WRITTEN REQUEST -
Quote, word for word, every line starting at the line that contains "of the nose." and ending with the last line of the records; include both of these lines and no others.

(Collected data entries)
********************

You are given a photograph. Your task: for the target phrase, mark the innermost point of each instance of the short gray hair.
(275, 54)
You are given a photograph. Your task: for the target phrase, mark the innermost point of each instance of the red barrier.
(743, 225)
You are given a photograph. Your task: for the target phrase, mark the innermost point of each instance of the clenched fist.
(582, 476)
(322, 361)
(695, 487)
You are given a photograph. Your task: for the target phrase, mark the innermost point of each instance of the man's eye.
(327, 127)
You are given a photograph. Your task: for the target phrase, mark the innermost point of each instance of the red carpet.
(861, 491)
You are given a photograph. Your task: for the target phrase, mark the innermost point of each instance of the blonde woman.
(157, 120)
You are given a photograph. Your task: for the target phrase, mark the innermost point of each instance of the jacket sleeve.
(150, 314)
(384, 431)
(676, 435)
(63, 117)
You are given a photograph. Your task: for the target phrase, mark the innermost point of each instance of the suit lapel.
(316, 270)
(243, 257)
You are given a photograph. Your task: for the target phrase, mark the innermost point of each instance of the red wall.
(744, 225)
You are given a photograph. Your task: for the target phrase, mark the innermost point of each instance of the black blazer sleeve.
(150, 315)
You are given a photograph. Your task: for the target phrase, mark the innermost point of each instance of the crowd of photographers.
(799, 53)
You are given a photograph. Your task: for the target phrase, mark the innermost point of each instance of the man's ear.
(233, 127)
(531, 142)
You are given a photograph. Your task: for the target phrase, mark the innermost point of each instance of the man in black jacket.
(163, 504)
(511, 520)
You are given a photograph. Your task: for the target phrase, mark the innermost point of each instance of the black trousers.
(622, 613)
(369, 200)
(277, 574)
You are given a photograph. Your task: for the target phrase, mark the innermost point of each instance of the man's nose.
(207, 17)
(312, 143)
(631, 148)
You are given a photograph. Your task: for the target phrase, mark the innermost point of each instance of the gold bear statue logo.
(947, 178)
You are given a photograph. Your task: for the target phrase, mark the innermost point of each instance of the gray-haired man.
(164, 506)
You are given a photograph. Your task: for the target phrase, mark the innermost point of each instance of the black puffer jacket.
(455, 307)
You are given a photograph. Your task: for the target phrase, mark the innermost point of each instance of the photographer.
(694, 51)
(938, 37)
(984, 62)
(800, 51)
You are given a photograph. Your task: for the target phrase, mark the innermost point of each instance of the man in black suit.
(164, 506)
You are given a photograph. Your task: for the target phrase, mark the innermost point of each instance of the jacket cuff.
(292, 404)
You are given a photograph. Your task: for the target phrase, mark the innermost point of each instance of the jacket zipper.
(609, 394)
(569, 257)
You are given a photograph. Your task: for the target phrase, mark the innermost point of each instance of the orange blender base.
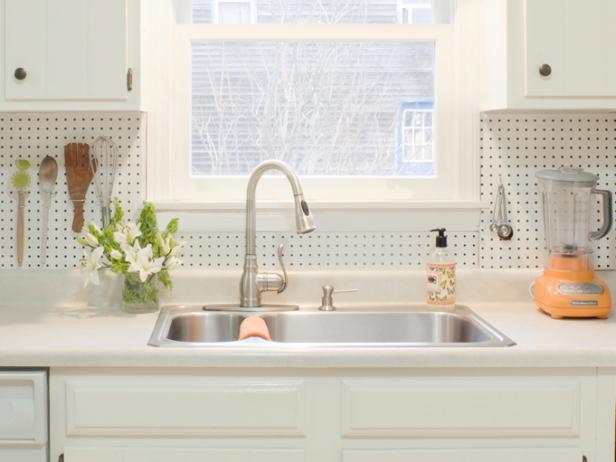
(565, 291)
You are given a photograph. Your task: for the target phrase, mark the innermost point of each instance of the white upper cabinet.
(70, 54)
(549, 54)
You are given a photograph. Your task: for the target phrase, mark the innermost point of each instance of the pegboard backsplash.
(318, 250)
(512, 146)
(515, 147)
(32, 136)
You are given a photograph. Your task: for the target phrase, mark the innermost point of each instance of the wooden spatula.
(79, 174)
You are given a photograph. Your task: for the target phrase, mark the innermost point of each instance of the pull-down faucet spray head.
(304, 222)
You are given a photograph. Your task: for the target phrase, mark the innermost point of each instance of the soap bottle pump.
(441, 273)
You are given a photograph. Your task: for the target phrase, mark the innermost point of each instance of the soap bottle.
(441, 269)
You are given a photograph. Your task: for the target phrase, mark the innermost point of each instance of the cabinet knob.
(545, 70)
(20, 73)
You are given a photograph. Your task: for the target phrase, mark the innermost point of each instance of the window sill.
(421, 216)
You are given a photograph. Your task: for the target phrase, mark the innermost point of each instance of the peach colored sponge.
(253, 326)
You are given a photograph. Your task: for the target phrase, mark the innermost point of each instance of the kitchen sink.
(413, 326)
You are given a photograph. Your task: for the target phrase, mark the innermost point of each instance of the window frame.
(169, 182)
(321, 188)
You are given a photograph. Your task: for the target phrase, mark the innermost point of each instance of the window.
(356, 95)
(415, 139)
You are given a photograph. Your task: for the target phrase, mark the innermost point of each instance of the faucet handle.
(327, 301)
(280, 254)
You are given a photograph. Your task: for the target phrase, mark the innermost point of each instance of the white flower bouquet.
(139, 251)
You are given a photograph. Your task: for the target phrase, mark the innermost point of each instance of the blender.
(568, 287)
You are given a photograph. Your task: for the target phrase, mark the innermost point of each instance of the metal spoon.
(48, 174)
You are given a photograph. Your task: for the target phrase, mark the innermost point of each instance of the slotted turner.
(79, 174)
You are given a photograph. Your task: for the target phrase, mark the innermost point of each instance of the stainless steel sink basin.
(386, 327)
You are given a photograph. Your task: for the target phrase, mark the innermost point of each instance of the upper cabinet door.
(66, 50)
(569, 48)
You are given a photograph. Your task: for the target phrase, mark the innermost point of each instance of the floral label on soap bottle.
(441, 284)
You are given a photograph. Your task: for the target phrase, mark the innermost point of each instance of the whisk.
(104, 162)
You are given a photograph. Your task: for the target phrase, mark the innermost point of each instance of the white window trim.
(166, 119)
(216, 4)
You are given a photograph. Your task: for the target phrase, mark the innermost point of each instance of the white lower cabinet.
(77, 454)
(324, 415)
(467, 455)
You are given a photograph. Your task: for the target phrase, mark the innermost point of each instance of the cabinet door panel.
(574, 38)
(492, 406)
(25, 35)
(228, 407)
(465, 455)
(74, 454)
(71, 49)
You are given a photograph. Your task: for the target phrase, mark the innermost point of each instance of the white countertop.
(57, 333)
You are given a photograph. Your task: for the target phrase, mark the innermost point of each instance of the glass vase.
(140, 297)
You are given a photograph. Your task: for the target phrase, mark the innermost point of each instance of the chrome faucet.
(253, 283)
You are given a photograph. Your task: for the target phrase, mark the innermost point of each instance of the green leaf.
(172, 227)
(118, 212)
(165, 279)
(148, 224)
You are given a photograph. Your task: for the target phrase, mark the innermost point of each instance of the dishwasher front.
(23, 416)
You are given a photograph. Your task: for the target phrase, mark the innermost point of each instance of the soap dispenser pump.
(441, 273)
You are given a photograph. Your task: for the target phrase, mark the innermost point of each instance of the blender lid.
(568, 175)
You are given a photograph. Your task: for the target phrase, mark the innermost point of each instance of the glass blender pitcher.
(568, 286)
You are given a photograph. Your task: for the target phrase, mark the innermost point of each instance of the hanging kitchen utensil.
(48, 174)
(79, 173)
(500, 223)
(104, 162)
(21, 183)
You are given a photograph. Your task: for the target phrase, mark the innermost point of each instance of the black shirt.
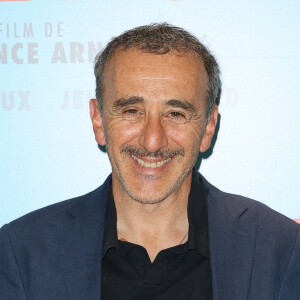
(180, 272)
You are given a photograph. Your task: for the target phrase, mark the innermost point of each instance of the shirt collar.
(197, 216)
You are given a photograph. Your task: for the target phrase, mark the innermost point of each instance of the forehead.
(133, 72)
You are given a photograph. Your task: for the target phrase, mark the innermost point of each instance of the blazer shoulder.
(249, 210)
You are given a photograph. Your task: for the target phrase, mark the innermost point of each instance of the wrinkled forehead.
(134, 71)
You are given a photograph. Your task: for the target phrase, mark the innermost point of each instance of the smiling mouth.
(148, 164)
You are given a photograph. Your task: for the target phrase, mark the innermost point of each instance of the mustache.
(160, 153)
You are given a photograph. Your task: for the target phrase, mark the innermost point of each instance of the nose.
(153, 136)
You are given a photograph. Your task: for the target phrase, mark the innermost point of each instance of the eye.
(176, 115)
(131, 111)
(131, 114)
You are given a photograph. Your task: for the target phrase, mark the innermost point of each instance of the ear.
(97, 122)
(209, 130)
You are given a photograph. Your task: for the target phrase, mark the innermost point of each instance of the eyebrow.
(182, 104)
(123, 102)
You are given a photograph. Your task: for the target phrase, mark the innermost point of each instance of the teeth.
(148, 164)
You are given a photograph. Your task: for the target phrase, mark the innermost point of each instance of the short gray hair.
(160, 39)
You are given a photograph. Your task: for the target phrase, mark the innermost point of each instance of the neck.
(153, 226)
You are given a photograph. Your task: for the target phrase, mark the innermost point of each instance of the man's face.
(153, 121)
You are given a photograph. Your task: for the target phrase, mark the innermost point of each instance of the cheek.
(183, 136)
(123, 132)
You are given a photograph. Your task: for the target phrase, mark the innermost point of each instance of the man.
(156, 229)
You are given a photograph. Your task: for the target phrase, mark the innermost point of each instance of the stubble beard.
(175, 184)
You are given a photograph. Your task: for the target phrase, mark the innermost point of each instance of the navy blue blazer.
(55, 252)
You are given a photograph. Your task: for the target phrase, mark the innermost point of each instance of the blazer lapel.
(80, 239)
(232, 246)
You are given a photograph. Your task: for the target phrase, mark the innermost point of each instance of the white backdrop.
(48, 152)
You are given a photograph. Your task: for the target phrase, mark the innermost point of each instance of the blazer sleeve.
(11, 285)
(291, 282)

********************

FULL OUTPUT -
You are given a photograph. Your task: for the target phrase, mark the innermost point of each instance of the nose.
(153, 136)
You are given a photograph. Your task: for the target phrase, mark the innermost point of each instance of the eye.
(176, 115)
(131, 111)
(131, 114)
You are given a photograph. Your task: for the target phrase, mark the innermost point of each instance of the ear.
(97, 122)
(209, 130)
You are given a photograph. Your task: for the target phrase, mark the innermost point of each instance of the eyebrow.
(182, 104)
(123, 102)
You are given a photograph. Your task: for the target phrase, mark the innermost point of each instance of the teeth.
(148, 164)
You are given a photograph. Your task: for the target phrase, mark the innermost point of each instance of the short gray hair.
(160, 39)
You are given a photograph. Your task: for the target phrase, mark the innermost point of each instance of the neck.
(153, 226)
You are given a photograph. Your task: for the target phrase, mark the innermost point of each instance of the man's face.
(153, 121)
You are given a photograph. Your task: for the target phrase, mark the innermost point of each instance of the cheek.
(183, 136)
(123, 132)
You are given a photograph. Your task: for the target phrase, mark the innermost point of each instance of the man.
(156, 229)
You are given a photograph. Your task: for the target phrase, mark the innermost point of each instance of the stubble beard.
(175, 184)
You are given a photograph. Your task: for the target phrase, mark the innermost point of each instance of the navy blue blazer.
(55, 252)
You are given a photograph. Your task: for the target phrase, mark the innermost point of each instance of the blazer lapel.
(80, 239)
(232, 246)
You are given a photograph. Your task: for the target phrase, mark the innermost point of each instance of the white backdrop.
(48, 152)
You are given a photograph. Your task: for the target phrase, mark the innermost point of each instance of the blazer sleeve.
(11, 285)
(291, 282)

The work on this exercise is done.